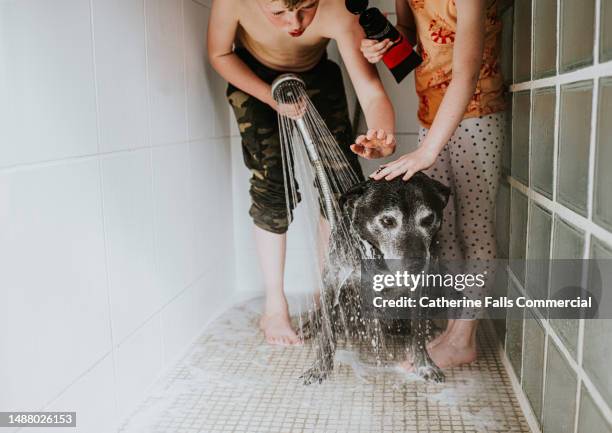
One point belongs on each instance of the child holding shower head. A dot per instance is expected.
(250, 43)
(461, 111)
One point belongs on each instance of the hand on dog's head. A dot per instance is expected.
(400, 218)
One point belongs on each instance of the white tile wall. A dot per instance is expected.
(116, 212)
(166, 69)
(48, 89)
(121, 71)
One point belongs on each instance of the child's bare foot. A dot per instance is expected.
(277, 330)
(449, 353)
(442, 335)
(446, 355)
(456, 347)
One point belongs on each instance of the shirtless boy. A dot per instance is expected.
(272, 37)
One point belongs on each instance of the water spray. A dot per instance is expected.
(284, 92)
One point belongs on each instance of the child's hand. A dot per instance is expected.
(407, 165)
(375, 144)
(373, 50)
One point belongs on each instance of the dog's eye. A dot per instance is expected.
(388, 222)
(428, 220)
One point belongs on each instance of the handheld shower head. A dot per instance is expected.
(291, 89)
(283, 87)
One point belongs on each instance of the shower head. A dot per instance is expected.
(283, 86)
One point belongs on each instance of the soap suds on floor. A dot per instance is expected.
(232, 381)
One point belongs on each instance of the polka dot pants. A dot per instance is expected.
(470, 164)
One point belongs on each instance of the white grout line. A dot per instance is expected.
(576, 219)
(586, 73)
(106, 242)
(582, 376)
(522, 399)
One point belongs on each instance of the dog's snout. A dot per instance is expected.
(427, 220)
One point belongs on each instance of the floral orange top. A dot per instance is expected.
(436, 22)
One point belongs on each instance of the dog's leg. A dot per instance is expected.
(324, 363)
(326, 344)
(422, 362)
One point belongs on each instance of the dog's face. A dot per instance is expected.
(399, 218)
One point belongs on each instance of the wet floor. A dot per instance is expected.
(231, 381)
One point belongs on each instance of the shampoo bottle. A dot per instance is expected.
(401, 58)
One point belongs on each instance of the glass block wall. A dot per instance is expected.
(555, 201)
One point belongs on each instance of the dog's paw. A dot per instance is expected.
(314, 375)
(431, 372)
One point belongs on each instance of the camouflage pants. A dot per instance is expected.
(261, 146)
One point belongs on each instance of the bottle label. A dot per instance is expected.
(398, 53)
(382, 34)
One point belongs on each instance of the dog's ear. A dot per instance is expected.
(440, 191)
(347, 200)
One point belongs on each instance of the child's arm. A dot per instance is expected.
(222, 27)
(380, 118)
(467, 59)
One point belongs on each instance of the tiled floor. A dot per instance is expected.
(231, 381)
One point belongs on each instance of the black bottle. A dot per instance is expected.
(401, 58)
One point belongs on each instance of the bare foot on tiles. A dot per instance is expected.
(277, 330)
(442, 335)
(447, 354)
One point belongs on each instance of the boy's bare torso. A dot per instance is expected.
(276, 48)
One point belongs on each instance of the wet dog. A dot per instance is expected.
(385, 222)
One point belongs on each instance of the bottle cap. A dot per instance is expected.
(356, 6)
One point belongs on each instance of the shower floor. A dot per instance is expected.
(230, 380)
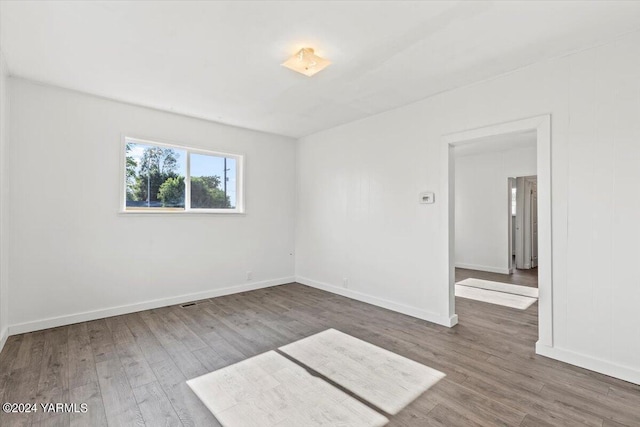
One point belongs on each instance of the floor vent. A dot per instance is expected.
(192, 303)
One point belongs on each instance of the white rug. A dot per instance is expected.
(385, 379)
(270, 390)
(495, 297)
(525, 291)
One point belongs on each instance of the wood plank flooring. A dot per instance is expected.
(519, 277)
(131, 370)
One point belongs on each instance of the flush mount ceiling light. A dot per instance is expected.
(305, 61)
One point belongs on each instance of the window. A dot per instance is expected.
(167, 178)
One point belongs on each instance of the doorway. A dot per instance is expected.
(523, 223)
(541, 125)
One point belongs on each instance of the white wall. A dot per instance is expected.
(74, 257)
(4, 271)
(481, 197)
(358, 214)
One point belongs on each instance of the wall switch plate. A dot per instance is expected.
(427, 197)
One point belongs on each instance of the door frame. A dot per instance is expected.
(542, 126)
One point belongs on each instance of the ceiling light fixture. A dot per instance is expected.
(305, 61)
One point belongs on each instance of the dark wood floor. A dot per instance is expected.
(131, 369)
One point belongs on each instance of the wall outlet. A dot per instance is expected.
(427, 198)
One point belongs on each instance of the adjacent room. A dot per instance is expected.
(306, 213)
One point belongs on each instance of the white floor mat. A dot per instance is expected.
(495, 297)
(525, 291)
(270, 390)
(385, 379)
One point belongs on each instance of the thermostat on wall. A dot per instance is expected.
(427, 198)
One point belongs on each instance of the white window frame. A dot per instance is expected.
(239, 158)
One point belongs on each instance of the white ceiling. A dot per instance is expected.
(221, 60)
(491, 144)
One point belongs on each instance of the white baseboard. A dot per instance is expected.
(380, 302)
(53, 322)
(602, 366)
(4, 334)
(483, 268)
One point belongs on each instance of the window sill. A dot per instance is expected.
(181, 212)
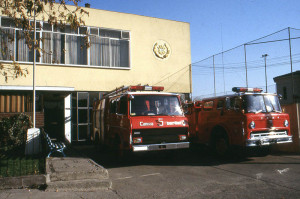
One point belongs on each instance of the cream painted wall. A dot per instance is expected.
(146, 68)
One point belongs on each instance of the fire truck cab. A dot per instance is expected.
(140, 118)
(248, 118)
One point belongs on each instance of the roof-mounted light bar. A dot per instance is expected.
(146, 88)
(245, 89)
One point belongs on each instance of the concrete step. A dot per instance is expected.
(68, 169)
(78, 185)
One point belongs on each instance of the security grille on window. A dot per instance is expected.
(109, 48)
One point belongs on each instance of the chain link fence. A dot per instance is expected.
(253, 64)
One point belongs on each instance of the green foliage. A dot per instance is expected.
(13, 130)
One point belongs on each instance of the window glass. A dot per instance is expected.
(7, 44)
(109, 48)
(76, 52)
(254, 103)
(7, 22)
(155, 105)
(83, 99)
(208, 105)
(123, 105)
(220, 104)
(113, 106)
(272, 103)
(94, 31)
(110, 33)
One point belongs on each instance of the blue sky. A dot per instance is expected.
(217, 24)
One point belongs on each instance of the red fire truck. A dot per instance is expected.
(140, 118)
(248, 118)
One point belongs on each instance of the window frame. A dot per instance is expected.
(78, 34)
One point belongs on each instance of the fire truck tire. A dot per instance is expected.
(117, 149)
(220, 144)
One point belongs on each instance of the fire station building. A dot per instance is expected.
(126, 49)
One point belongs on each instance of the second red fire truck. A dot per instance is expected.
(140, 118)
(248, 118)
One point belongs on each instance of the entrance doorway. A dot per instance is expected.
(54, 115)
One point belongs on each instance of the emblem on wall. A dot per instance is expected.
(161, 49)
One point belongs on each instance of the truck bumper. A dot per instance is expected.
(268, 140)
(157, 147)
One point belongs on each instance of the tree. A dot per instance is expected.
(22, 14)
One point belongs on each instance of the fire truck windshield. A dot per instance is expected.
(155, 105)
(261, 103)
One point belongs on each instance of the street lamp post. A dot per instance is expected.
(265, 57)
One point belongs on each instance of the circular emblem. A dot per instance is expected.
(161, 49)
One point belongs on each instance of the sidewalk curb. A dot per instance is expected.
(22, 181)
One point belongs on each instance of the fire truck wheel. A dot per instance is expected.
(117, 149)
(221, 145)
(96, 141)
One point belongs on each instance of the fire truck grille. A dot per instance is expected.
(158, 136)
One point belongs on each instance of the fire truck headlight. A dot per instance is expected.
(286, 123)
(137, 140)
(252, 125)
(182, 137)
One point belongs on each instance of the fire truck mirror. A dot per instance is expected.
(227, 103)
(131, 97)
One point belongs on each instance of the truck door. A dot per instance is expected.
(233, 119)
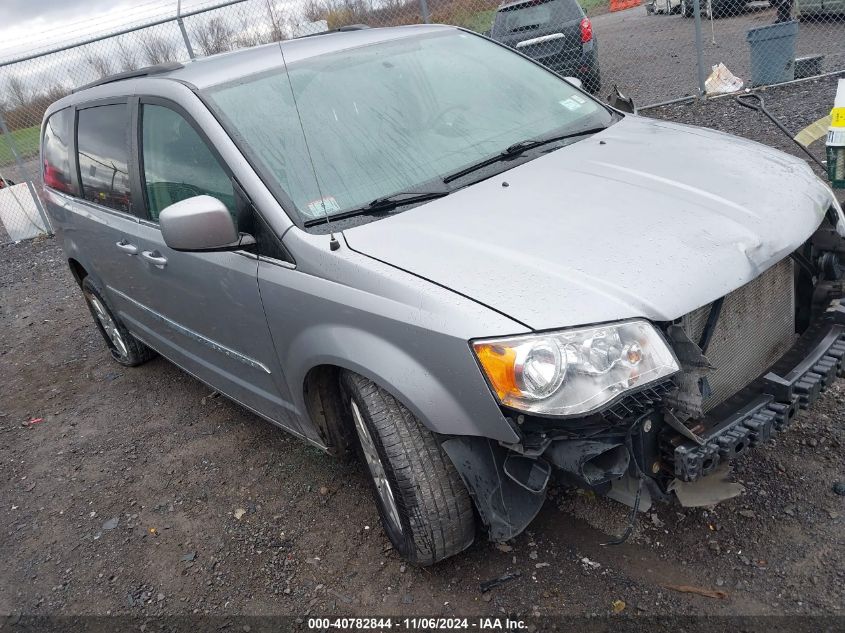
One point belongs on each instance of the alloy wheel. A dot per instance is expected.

------------------------------

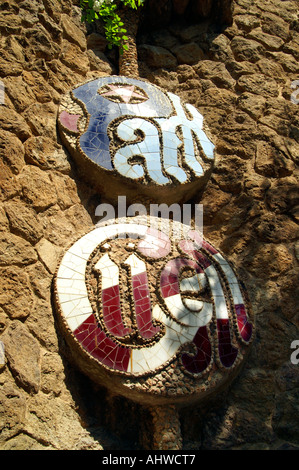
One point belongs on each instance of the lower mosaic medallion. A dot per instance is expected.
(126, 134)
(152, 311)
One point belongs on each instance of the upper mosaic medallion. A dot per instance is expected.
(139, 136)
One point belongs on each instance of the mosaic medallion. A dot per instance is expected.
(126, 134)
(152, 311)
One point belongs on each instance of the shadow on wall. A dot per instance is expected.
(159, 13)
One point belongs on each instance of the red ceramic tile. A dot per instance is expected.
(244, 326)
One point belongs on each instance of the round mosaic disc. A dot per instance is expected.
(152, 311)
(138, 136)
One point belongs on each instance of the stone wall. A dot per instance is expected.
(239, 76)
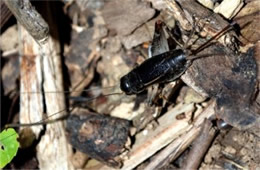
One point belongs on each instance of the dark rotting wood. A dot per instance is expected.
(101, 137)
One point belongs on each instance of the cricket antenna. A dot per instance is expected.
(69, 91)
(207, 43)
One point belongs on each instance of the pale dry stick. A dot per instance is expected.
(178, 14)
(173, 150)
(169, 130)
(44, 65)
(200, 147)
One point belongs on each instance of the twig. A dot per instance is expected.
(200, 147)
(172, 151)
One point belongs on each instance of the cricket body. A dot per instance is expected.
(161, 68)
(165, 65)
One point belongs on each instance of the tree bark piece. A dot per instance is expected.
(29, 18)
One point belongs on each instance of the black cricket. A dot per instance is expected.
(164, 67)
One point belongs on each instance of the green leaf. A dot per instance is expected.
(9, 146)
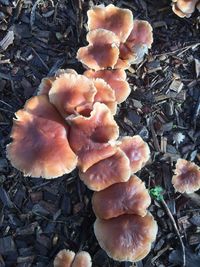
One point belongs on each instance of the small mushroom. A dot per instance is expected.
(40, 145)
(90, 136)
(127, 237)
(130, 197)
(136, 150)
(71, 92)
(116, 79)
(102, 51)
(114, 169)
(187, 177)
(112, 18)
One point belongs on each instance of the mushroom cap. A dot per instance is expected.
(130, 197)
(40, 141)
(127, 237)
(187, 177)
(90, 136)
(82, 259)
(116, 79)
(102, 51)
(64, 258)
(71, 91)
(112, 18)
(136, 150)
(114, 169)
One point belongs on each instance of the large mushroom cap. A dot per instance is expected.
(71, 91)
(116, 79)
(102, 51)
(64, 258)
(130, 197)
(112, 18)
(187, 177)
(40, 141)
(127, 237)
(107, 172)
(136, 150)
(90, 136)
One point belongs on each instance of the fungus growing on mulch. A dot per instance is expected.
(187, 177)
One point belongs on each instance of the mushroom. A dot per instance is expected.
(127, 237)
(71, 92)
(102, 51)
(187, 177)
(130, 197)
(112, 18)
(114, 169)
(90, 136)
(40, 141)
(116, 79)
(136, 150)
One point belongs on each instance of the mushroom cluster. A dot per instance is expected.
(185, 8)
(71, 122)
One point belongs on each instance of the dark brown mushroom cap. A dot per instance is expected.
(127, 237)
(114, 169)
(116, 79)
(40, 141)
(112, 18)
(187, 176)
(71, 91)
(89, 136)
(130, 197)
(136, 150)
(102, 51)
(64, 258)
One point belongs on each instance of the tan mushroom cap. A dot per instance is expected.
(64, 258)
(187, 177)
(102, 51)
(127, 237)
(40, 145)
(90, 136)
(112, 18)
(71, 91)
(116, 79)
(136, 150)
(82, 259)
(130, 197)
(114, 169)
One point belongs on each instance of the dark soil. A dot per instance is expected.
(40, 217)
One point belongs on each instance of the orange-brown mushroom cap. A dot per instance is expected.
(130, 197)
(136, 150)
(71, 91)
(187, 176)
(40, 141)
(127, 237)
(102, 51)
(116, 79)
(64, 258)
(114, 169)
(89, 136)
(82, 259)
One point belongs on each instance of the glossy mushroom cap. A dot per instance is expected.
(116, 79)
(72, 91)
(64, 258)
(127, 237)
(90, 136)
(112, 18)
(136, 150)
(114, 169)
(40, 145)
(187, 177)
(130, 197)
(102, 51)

------------------------------

Exercise brief >> From the records above, copy only the lines running from the line containing "One point belongs on each instance of the fire truck mirror." to the line containing "One point belongs on each instance of the alloy", both ends included. Leave the pictures out.

Completed exercise >>
One point belongs on each instance of the fire truck mirror. A dot per instance is expected.
(227, 103)
(131, 97)
One point belongs on each instance of the truck door. A dot per instance is expected.
(233, 119)
One point belongs on each instance of the alloy wheel. A dot per instance is expected.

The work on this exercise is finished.